◆ **Materials provided**
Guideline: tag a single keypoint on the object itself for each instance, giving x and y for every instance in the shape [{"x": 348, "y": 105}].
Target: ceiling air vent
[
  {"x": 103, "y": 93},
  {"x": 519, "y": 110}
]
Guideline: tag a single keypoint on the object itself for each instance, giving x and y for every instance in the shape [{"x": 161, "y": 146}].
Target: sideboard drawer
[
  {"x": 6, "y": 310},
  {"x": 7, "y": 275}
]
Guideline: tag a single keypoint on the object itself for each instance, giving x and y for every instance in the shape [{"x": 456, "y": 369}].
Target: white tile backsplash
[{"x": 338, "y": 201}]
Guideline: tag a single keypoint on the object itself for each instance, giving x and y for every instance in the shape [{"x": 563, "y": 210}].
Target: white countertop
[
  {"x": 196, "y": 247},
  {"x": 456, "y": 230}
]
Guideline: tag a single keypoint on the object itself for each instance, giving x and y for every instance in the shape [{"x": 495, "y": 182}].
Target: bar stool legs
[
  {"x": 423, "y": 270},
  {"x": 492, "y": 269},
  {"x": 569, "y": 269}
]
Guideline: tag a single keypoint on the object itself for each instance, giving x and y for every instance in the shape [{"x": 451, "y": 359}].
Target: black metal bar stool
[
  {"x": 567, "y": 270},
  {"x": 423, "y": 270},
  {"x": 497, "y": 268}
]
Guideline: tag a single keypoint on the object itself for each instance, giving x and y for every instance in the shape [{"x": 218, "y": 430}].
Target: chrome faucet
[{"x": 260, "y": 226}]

◆ **Task to carry out**
Write the records out once more. Change nothing.

◆ **Response box**
Guideline: tag a single keypoint on the object itself for each instance, giving x and y for every instance in the shape [{"x": 348, "y": 105}].
Target: ceiling air vent
[
  {"x": 103, "y": 93},
  {"x": 519, "y": 110}
]
Guideline: tag a single keypoint on the object itself for each instance, giving x and y for every instance in the shape [{"x": 161, "y": 146}].
Target: sideboard drawer
[
  {"x": 6, "y": 310},
  {"x": 7, "y": 275}
]
Guideline: tag a single keypoint on the object itself for each instance, giving x and y for every instance in the shape [{"x": 456, "y": 369}].
Target: white tile backsplash
[{"x": 338, "y": 201}]
Guideline: tag a single keypoint on the object itself for each instance, giving x and y for every instance in the shape [{"x": 563, "y": 210}].
Target: white countertop
[
  {"x": 196, "y": 247},
  {"x": 456, "y": 230}
]
Guideline: tag a single keypoint on the object itself for each instance, giving x and y for every instance in the shape [{"x": 495, "y": 182}].
Target: bar stool legs
[
  {"x": 423, "y": 270},
  {"x": 492, "y": 269},
  {"x": 569, "y": 269}
]
Guideline: tag a single keypoint on the object itself for each instance, giving x and y for every instance in the shape [{"x": 451, "y": 359}].
Target: black metal bar stool
[
  {"x": 567, "y": 270},
  {"x": 423, "y": 270},
  {"x": 497, "y": 268}
]
Guideline: tag a single keypoint on the object itself for each instance, giving x and y for every instance in the shape [{"x": 218, "y": 430}].
Target: chrome faucet
[{"x": 260, "y": 226}]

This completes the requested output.